● **Problem**: Copy out the final stretch of the listing: the line that contains "Give one point for each instance of the snow on" and all lines after it, exactly as they appear.

══════

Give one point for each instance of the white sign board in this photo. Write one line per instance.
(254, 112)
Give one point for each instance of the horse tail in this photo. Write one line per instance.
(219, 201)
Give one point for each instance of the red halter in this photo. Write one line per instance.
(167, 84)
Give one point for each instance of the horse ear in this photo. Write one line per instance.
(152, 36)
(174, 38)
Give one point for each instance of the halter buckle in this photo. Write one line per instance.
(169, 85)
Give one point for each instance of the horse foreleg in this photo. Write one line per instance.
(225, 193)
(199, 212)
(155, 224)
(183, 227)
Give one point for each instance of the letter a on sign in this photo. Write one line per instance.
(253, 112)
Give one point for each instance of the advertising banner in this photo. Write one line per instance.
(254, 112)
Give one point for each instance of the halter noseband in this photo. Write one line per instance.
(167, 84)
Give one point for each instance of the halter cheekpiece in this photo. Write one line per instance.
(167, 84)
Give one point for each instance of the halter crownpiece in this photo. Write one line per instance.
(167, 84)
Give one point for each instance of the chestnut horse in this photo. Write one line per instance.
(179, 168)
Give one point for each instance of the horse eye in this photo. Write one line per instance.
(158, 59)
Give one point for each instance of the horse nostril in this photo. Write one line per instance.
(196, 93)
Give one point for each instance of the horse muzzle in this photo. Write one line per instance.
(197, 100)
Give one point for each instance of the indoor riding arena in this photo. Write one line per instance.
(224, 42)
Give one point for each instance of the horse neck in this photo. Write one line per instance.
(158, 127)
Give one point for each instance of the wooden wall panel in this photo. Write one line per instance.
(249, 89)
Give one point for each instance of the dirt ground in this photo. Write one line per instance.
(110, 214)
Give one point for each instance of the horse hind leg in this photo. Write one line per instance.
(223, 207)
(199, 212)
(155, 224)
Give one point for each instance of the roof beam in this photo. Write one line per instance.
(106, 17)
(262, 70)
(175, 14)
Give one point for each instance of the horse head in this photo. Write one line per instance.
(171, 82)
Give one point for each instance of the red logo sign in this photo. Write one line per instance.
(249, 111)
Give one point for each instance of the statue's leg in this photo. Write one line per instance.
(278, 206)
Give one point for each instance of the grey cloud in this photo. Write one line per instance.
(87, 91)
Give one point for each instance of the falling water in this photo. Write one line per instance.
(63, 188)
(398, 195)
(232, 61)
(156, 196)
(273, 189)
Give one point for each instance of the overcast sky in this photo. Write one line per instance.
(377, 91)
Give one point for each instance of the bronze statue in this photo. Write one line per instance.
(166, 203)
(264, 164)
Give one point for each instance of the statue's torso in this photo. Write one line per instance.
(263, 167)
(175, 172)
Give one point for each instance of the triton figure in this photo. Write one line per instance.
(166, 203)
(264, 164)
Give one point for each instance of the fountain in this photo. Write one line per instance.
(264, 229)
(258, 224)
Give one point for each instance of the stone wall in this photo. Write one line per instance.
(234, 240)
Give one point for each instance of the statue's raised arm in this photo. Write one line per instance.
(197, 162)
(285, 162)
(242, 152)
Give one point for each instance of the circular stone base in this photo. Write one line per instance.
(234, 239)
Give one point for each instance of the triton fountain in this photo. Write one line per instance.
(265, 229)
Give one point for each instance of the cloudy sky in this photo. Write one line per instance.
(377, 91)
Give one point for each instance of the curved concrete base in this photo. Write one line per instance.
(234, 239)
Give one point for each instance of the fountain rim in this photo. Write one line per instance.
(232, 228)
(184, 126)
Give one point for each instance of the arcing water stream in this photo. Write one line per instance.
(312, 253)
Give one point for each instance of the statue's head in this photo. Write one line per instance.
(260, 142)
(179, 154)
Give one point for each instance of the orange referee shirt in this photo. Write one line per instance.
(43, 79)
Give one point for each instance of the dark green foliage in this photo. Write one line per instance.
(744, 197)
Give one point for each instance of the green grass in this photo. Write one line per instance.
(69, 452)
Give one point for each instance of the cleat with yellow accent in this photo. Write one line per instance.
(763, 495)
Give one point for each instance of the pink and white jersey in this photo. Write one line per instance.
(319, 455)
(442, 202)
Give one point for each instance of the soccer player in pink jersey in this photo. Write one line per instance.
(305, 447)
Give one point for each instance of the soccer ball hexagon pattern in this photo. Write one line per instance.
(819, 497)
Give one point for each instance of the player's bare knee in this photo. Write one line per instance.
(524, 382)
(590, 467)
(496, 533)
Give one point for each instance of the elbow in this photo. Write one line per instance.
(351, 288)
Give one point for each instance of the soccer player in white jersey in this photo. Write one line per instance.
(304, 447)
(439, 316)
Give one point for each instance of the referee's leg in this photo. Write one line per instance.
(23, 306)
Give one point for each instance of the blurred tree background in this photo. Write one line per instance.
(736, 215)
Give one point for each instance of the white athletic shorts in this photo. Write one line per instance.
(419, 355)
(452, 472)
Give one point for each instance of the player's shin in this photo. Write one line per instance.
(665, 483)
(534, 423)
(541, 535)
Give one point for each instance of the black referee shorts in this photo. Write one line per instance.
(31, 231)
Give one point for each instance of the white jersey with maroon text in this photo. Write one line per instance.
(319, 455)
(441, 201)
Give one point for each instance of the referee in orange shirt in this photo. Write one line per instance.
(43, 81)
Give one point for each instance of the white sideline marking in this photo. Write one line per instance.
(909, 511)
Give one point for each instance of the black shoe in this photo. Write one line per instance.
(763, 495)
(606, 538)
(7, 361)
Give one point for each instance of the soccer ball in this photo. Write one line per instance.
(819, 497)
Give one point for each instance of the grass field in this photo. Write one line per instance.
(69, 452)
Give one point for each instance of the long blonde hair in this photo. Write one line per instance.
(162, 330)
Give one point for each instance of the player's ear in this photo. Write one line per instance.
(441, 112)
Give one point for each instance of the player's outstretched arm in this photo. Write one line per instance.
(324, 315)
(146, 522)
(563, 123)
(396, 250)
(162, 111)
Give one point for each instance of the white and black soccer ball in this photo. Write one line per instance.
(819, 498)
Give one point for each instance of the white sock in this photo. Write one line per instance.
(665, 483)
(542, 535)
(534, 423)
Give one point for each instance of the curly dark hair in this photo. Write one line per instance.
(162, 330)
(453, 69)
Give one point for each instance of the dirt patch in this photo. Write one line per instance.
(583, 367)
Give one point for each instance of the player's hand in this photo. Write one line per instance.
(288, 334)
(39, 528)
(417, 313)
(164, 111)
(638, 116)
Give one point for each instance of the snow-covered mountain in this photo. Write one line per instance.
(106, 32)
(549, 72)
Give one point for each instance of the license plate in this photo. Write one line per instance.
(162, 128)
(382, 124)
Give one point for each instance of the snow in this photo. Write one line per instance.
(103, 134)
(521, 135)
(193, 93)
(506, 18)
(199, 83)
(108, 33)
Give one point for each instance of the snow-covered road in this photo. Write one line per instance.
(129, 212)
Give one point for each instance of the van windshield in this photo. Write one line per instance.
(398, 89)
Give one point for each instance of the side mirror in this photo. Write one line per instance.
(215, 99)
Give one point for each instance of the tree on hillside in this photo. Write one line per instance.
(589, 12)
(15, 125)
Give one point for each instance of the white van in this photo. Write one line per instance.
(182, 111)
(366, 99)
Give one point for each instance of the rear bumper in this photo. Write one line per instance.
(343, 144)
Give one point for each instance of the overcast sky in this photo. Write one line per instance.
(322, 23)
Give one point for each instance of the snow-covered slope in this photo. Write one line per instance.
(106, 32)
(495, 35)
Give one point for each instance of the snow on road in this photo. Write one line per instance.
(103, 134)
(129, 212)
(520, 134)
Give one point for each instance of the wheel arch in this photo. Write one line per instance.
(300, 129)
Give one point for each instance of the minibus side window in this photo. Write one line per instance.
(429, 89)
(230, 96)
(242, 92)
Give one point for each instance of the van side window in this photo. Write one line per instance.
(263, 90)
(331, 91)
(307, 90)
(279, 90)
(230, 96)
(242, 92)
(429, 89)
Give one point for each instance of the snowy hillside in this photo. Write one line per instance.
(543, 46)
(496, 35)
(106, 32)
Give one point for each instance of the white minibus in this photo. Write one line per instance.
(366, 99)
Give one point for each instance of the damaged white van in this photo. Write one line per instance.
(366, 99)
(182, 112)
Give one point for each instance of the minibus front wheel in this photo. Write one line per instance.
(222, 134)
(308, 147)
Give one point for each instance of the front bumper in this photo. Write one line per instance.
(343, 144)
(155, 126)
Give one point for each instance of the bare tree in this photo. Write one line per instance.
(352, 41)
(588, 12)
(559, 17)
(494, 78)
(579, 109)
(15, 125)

══════

● **Result of this task**:
Give one point for each instance of the snow on road in this photo. Write one line per instance.
(103, 134)
(129, 212)
(520, 134)
Give one point for each instance of the wheel arch in this photo. Write one line per instance.
(300, 129)
Give one point for each instance of the minibus side window in this photo. Write one line per instance.
(429, 89)
(230, 96)
(242, 92)
Give one point for each instance of the van side window in this photo. Write one line per instance.
(263, 90)
(331, 91)
(307, 90)
(279, 90)
(230, 96)
(242, 92)
(429, 89)
Give one point for each instance of the snowy hillside in this photo. Write one line per instance.
(543, 46)
(496, 35)
(106, 32)
Give one point for each instance of the white minibus in this photo. Write one line per instance.
(366, 99)
Give one point for each instance of the damaged white van in this photo. Write one line per instance.
(366, 99)
(182, 112)
Give one point for each instance of the minibus front wheel in this photo. Write one line per instance.
(222, 134)
(308, 147)
Give one point for each instance of the front bumper in this photo. Write one line per instance.
(343, 144)
(155, 126)
Give one point for each instance of the bare tree in this photo. Write one line per instance.
(352, 41)
(588, 12)
(559, 17)
(494, 78)
(579, 109)
(15, 125)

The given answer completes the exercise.